* Provided material:
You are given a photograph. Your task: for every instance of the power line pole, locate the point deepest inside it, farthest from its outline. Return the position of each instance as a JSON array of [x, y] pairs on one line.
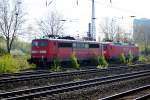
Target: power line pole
[[93, 26]]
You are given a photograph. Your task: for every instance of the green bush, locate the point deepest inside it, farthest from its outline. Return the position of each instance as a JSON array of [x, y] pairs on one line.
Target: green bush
[[74, 61], [129, 58], [8, 64], [22, 62], [101, 62], [56, 65], [122, 58], [143, 59]]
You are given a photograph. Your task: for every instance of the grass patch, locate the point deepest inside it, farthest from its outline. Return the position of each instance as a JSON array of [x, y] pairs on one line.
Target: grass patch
[[8, 64], [56, 67]]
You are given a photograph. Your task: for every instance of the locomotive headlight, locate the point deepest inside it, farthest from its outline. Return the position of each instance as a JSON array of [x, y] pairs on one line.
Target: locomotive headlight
[[42, 51], [34, 51]]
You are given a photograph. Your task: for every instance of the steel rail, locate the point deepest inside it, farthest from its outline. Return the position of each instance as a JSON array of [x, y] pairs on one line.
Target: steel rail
[[61, 74], [70, 86], [145, 97], [126, 93]]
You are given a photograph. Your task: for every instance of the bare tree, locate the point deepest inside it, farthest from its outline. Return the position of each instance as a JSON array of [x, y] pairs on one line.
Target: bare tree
[[52, 26], [11, 20]]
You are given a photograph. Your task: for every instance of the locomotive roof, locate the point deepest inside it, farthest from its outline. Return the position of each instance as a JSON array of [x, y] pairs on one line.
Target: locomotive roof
[[65, 40]]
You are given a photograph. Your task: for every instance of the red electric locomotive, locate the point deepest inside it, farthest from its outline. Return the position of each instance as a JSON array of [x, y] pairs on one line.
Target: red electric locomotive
[[44, 50], [113, 50]]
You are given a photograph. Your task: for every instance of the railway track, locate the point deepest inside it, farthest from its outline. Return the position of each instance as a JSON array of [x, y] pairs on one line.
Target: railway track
[[140, 93], [6, 75], [70, 86], [35, 76]]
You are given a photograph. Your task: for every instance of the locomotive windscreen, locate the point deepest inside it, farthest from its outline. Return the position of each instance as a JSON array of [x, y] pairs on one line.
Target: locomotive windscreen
[[40, 43]]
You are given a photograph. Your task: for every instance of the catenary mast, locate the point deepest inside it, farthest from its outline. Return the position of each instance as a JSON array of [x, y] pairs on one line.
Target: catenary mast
[[93, 26]]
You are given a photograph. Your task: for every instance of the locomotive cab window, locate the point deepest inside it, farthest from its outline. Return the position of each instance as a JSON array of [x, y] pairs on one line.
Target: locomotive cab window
[[65, 45], [40, 43]]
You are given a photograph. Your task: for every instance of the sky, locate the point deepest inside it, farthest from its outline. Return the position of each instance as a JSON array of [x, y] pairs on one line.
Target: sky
[[78, 15]]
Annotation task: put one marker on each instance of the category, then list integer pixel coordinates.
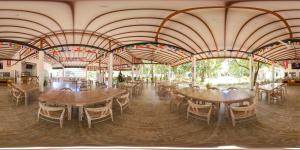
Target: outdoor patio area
(149, 122)
(149, 74)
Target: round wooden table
(80, 99)
(217, 97)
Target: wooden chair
(99, 113)
(10, 91)
(17, 96)
(123, 101)
(232, 88)
(66, 89)
(238, 113)
(177, 100)
(277, 96)
(199, 110)
(51, 113)
(214, 88)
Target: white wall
(20, 68)
(289, 69)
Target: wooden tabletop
(167, 84)
(80, 98)
(216, 96)
(25, 87)
(270, 86)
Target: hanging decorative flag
(285, 64)
(77, 49)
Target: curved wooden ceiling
(81, 33)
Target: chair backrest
(66, 89)
(245, 110)
(102, 111)
(16, 92)
(126, 95)
(232, 88)
(213, 88)
(45, 110)
(197, 107)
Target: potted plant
(208, 86)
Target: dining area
(149, 112)
(232, 104)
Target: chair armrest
(244, 108)
(62, 114)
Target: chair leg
(89, 123)
(61, 122)
(187, 115)
(121, 110)
(208, 119)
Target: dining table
(80, 99)
(26, 89)
(217, 97)
(129, 86)
(269, 88)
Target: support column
(169, 72)
(40, 70)
(86, 73)
(193, 70)
(251, 77)
(273, 72)
(132, 72)
(152, 74)
(110, 69)
(101, 78)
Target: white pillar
(132, 72)
(169, 72)
(40, 70)
(251, 77)
(86, 73)
(110, 69)
(101, 78)
(273, 72)
(18, 71)
(193, 70)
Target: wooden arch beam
(226, 7)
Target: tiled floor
(149, 122)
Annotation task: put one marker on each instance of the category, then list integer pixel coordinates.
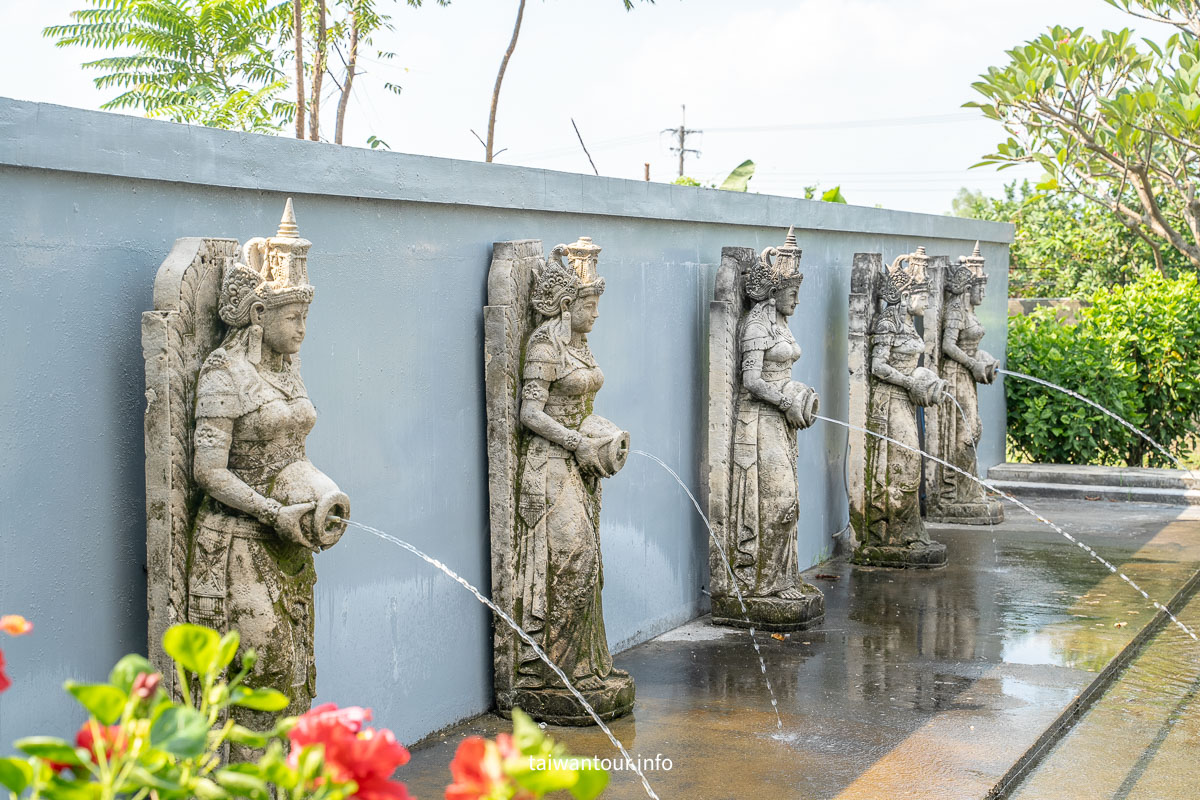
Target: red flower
(145, 685)
(478, 770)
(111, 738)
(353, 752)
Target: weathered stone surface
(954, 433)
(547, 453)
(885, 501)
(234, 509)
(755, 409)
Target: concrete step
(1024, 489)
(1105, 476)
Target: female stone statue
(893, 533)
(763, 501)
(265, 509)
(567, 451)
(964, 365)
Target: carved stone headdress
(905, 276)
(767, 276)
(271, 271)
(556, 281)
(966, 274)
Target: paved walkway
(918, 685)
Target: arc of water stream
(1030, 511)
(1098, 407)
(745, 612)
(520, 631)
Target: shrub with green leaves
(139, 743)
(1132, 353)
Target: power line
(683, 132)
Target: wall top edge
(41, 136)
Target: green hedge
(1133, 352)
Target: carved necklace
(287, 380)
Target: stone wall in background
(91, 205)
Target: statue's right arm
(951, 342)
(751, 378)
(214, 435)
(882, 368)
(533, 414)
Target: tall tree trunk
(345, 100)
(318, 74)
(298, 20)
(499, 77)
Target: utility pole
(682, 133)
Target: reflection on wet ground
(1141, 740)
(922, 684)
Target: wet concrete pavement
(919, 684)
(1141, 739)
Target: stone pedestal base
(989, 512)
(559, 707)
(772, 613)
(922, 557)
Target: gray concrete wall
(90, 204)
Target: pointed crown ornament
(767, 277)
(905, 276)
(556, 281)
(967, 272)
(273, 271)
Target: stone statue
(235, 510)
(952, 497)
(547, 456)
(755, 409)
(886, 517)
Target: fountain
(234, 509)
(547, 453)
(887, 386)
(957, 358)
(755, 410)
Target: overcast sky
(864, 94)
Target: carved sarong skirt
(763, 503)
(245, 577)
(893, 471)
(559, 570)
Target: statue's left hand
(981, 372)
(287, 523)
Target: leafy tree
(1110, 120)
(490, 144)
(1065, 246)
(341, 28)
(203, 61)
(739, 179)
(831, 196)
(221, 62)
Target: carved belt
(569, 414)
(235, 523)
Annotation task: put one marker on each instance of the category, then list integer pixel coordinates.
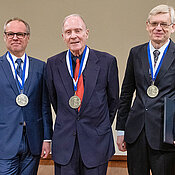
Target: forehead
(73, 23)
(16, 26)
(161, 17)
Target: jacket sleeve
(113, 89)
(127, 91)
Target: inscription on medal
(22, 100)
(152, 91)
(74, 102)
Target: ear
(173, 28)
(63, 36)
(147, 25)
(4, 37)
(87, 33)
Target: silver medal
(152, 91)
(22, 100)
(74, 102)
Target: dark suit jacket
(146, 112)
(92, 125)
(36, 114)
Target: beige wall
(115, 25)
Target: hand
(45, 149)
(121, 144)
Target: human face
(75, 34)
(15, 45)
(159, 35)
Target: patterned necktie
(156, 54)
(80, 85)
(19, 69)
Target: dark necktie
(19, 69)
(156, 54)
(80, 85)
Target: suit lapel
(65, 76)
(8, 72)
(90, 77)
(145, 63)
(167, 61)
(29, 78)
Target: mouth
(75, 42)
(15, 44)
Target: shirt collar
(15, 58)
(152, 49)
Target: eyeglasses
(163, 24)
(19, 35)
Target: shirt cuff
(120, 133)
(47, 140)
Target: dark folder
(169, 120)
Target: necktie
(19, 69)
(80, 85)
(156, 54)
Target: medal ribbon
(21, 84)
(82, 65)
(150, 62)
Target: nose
(159, 26)
(15, 36)
(73, 35)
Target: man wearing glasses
(25, 115)
(151, 73)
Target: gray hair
(162, 9)
(20, 20)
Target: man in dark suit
(82, 139)
(25, 115)
(151, 73)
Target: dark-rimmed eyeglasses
(19, 35)
(162, 24)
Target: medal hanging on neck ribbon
(21, 99)
(74, 101)
(153, 90)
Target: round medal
(22, 100)
(152, 91)
(74, 102)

* Problem details: Repeat only the tail of the entries, exactly: the line containing "Target: man wearing glasses" and every line after it, to the end.

* Result of the exercise:
Target: man wearing glasses
(25, 115)
(151, 73)
Target: gray hair
(162, 9)
(20, 20)
Target: man in dark suit
(82, 139)
(25, 115)
(151, 73)
Target: dark-rimmed eyeglasses
(19, 35)
(162, 24)
Target: medal hanging on neck ribbon
(21, 99)
(74, 101)
(153, 90)
Target: round medal
(22, 100)
(152, 91)
(74, 102)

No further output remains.